## The data
** START **

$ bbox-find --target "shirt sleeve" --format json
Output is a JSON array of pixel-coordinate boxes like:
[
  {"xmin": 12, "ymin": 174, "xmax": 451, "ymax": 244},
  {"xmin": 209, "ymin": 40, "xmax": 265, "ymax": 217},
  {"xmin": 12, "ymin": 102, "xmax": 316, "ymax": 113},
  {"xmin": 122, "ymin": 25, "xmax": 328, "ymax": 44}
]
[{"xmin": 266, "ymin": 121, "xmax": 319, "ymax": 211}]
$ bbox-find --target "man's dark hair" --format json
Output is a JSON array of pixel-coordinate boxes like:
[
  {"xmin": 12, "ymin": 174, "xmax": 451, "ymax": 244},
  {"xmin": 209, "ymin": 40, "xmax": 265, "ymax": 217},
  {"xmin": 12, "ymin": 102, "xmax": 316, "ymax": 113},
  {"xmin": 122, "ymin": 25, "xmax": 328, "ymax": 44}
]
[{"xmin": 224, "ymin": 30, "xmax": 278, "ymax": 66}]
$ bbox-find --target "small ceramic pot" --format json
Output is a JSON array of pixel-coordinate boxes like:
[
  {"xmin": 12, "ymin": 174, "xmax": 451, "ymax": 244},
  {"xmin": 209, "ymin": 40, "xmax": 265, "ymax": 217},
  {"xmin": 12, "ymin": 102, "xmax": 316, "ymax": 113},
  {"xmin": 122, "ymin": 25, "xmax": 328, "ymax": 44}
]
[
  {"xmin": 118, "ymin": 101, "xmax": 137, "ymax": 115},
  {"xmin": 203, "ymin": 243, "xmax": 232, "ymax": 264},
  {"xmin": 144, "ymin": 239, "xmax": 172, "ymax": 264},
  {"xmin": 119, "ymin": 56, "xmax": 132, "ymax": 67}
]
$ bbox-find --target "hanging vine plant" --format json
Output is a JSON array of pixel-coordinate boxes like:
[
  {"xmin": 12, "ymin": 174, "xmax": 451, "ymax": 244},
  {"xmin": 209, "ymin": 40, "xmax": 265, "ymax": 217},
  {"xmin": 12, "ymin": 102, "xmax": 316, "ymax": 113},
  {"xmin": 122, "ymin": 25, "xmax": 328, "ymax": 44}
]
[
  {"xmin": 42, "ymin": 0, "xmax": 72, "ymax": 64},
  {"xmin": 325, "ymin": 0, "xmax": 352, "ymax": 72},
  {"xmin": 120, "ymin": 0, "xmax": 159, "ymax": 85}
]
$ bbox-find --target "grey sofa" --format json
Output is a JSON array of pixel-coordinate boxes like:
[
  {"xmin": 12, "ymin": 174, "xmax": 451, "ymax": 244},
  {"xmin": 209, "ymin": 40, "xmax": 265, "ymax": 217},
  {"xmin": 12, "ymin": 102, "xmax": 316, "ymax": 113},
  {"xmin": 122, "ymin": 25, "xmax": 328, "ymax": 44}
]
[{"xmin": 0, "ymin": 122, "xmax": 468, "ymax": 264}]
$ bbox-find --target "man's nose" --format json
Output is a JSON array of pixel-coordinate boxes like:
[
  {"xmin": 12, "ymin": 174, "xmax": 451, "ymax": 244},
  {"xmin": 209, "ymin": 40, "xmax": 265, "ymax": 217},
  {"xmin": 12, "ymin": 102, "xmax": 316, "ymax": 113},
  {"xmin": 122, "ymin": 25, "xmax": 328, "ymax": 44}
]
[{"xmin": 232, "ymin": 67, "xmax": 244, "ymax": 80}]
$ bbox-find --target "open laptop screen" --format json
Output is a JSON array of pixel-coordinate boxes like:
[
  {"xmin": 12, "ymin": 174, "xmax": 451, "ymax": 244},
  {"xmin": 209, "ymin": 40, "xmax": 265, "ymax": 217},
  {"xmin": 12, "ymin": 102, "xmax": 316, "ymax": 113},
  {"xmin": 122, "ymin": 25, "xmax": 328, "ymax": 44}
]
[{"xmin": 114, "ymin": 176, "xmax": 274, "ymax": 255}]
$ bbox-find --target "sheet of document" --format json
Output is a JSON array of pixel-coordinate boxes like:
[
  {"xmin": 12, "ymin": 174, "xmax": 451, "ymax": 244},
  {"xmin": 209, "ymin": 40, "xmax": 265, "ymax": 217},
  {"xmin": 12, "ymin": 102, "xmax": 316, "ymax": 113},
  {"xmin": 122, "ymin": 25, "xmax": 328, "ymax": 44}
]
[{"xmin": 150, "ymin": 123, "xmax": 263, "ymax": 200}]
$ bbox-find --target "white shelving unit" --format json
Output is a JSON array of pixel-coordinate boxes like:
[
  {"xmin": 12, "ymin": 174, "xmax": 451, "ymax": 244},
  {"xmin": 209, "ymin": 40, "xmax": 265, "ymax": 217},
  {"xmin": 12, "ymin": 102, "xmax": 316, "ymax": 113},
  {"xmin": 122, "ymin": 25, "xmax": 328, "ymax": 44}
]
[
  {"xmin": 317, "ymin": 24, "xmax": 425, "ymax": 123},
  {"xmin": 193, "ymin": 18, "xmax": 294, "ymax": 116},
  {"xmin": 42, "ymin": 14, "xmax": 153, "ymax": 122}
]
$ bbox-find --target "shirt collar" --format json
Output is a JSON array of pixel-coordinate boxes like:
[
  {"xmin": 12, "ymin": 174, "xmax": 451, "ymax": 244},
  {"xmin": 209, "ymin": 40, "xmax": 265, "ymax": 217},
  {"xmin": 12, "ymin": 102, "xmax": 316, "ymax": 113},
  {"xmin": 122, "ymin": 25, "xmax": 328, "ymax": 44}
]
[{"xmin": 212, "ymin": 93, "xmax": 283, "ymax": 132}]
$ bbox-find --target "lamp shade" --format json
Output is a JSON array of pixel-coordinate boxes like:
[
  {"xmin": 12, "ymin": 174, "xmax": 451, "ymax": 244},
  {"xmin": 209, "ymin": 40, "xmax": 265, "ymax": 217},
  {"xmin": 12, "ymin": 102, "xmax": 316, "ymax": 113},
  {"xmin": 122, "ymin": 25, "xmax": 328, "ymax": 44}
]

** END **

## Exercise instructions
Can you gather every line of the listing above that contains the string "bbox" and copy each one in full?

## Answer to the exercise
$ bbox-find --target "shirt sleeve" --format json
$ bbox-find --target "man's dark hair" --format json
$ bbox-find --target "small ceramic pot" --format json
$ bbox-find --target "hanging vine plant" --format json
$ bbox-find --target "grey sofa" --format json
$ bbox-find --target "man's nose" --format json
$ bbox-find --target "open laptop screen" --format json
$ bbox-find --target "sheet of document" --format json
$ bbox-find --target "white shelving unit" --format json
$ bbox-find --target "shirt collar" --format json
$ bbox-find --target "lamp shade" --format json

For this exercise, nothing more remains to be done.